## What the task requires
Print the following listing verbatim, every line unchanged and in its original order.

## Supplied entries
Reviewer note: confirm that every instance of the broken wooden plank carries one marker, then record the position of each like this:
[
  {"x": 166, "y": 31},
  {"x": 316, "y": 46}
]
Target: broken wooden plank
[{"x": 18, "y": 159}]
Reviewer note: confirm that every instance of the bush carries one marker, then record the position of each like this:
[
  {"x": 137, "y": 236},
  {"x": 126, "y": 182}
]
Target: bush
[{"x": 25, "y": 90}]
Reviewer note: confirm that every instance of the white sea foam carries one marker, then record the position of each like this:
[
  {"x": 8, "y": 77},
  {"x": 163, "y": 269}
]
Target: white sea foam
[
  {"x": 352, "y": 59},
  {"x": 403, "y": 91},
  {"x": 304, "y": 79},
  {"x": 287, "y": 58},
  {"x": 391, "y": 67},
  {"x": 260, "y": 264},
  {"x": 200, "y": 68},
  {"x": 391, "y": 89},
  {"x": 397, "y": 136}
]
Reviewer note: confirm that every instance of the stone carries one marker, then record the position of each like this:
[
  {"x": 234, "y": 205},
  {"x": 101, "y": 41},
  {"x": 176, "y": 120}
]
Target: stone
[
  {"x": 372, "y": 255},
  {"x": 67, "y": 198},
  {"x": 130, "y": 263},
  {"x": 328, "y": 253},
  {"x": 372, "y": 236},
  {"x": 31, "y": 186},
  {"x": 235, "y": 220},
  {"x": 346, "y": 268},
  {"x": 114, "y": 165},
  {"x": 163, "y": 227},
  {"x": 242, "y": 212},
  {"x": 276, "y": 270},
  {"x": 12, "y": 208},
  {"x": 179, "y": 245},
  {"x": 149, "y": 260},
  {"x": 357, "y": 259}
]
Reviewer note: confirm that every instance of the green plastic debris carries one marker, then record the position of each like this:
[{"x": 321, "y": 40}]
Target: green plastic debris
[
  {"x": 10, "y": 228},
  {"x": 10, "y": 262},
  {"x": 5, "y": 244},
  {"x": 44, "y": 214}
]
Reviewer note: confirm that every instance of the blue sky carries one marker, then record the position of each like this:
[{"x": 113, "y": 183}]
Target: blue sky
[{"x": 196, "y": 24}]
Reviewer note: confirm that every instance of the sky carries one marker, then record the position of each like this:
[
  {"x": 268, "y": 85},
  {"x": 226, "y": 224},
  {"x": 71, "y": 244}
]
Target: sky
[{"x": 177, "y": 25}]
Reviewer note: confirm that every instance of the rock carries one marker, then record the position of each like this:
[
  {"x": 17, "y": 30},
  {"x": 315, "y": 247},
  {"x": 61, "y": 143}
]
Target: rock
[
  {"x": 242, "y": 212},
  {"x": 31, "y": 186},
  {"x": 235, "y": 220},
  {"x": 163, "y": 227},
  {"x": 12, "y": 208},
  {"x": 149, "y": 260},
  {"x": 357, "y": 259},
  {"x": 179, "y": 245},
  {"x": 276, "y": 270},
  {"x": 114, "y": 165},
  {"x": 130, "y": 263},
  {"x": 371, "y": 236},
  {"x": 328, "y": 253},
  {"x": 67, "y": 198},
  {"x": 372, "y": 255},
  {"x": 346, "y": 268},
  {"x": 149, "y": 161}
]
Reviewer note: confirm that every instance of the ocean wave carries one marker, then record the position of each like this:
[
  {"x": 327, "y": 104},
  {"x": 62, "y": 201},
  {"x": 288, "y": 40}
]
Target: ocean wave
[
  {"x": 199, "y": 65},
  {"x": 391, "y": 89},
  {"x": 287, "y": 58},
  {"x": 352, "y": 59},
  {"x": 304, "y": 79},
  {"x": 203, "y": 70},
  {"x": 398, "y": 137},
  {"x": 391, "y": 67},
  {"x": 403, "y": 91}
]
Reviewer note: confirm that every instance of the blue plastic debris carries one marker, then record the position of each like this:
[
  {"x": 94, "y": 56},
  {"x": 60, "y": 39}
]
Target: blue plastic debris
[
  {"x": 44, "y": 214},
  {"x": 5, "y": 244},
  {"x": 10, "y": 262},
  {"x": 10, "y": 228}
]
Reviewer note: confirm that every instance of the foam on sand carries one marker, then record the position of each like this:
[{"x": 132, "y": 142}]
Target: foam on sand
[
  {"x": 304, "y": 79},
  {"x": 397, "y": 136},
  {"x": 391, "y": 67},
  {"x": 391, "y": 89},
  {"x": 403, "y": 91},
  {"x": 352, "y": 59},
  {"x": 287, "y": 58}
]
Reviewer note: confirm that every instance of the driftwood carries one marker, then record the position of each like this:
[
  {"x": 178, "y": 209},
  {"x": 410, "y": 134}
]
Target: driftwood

## Output
Reviewer note: confirm that every instance of the broken wooden plank carries one marker, then record the position of each like this:
[
  {"x": 166, "y": 31},
  {"x": 316, "y": 46}
]
Target: broken wooden plank
[{"x": 18, "y": 159}]
Reviewer note: confirm that every instance of the bush carries one marker, then record the position of each like this:
[
  {"x": 137, "y": 236},
  {"x": 126, "y": 182}
]
Target: bush
[{"x": 25, "y": 90}]
Reviewer note: confirm that every instance of the white sea foam carries one marker, then record the position of each like this:
[
  {"x": 8, "y": 77},
  {"x": 163, "y": 269}
]
Target: white sea foam
[
  {"x": 352, "y": 59},
  {"x": 403, "y": 91},
  {"x": 304, "y": 79},
  {"x": 287, "y": 58},
  {"x": 391, "y": 67},
  {"x": 260, "y": 264},
  {"x": 200, "y": 68},
  {"x": 391, "y": 89},
  {"x": 397, "y": 136}
]
Reviewer note: confirm that every instance of the stone carries one marker, then record the position of each like this:
[
  {"x": 234, "y": 205},
  {"x": 101, "y": 41},
  {"x": 176, "y": 120}
]
Target: stone
[
  {"x": 372, "y": 255},
  {"x": 67, "y": 198},
  {"x": 130, "y": 263},
  {"x": 328, "y": 253},
  {"x": 372, "y": 236},
  {"x": 31, "y": 186},
  {"x": 235, "y": 220},
  {"x": 346, "y": 268},
  {"x": 114, "y": 165},
  {"x": 163, "y": 227},
  {"x": 242, "y": 212},
  {"x": 276, "y": 270},
  {"x": 12, "y": 208},
  {"x": 179, "y": 245},
  {"x": 149, "y": 260},
  {"x": 357, "y": 259}
]
Reviewer note: confirm that every instance of the green plastic debris carries one marker, then record the position of each like this:
[{"x": 321, "y": 40}]
Target: green plastic debris
[
  {"x": 10, "y": 228},
  {"x": 10, "y": 262},
  {"x": 5, "y": 244},
  {"x": 44, "y": 214}
]
Reviewer note: confirm that every instance of the blue sky carries one marker, then record the position of each like this:
[{"x": 113, "y": 183}]
Target: blue sky
[{"x": 196, "y": 24}]
Reviewer note: confirm that every instance of the sky carries one marker, then record the position of each like this:
[
  {"x": 268, "y": 85},
  {"x": 226, "y": 224},
  {"x": 71, "y": 244}
]
Target: sky
[{"x": 177, "y": 25}]
Reviewer note: confirm that every instance of the rock carries one marker, then record the position of each like this:
[
  {"x": 17, "y": 30},
  {"x": 315, "y": 247},
  {"x": 61, "y": 143}
]
Target: rock
[
  {"x": 242, "y": 212},
  {"x": 31, "y": 186},
  {"x": 235, "y": 220},
  {"x": 163, "y": 227},
  {"x": 12, "y": 208},
  {"x": 149, "y": 260},
  {"x": 357, "y": 259},
  {"x": 179, "y": 245},
  {"x": 276, "y": 270},
  {"x": 114, "y": 165},
  {"x": 130, "y": 263},
  {"x": 371, "y": 236},
  {"x": 328, "y": 253},
  {"x": 67, "y": 198},
  {"x": 372, "y": 255},
  {"x": 346, "y": 268},
  {"x": 149, "y": 161}
]
Reviewer note: confirm that every instance of the ocean wave carries one marker, then record the position of each like this:
[
  {"x": 327, "y": 104},
  {"x": 62, "y": 201},
  {"x": 288, "y": 40}
]
Target: ocean wave
[
  {"x": 199, "y": 65},
  {"x": 391, "y": 89},
  {"x": 287, "y": 58},
  {"x": 352, "y": 59},
  {"x": 304, "y": 79},
  {"x": 203, "y": 70},
  {"x": 398, "y": 137},
  {"x": 391, "y": 67},
  {"x": 403, "y": 91}
]
Reviewer note: confirm that every instance of the blue plastic debris carries one marker, then record the position of each like this:
[
  {"x": 94, "y": 56},
  {"x": 60, "y": 39}
]
Target: blue plastic debris
[
  {"x": 44, "y": 214},
  {"x": 5, "y": 244},
  {"x": 10, "y": 262},
  {"x": 10, "y": 228}
]
Reviewer note: confirm that every instance of the foam on sand carries one marker, then record the position of each like this:
[{"x": 132, "y": 142}]
Target: foam on sand
[
  {"x": 304, "y": 79},
  {"x": 397, "y": 136},
  {"x": 391, "y": 67},
  {"x": 391, "y": 89},
  {"x": 403, "y": 91},
  {"x": 352, "y": 59},
  {"x": 287, "y": 58}
]
Reviewer note: confirm that every instance of the driftwood carries one marker, then record the position of each like this:
[
  {"x": 178, "y": 209},
  {"x": 410, "y": 134}
]
Target: driftwood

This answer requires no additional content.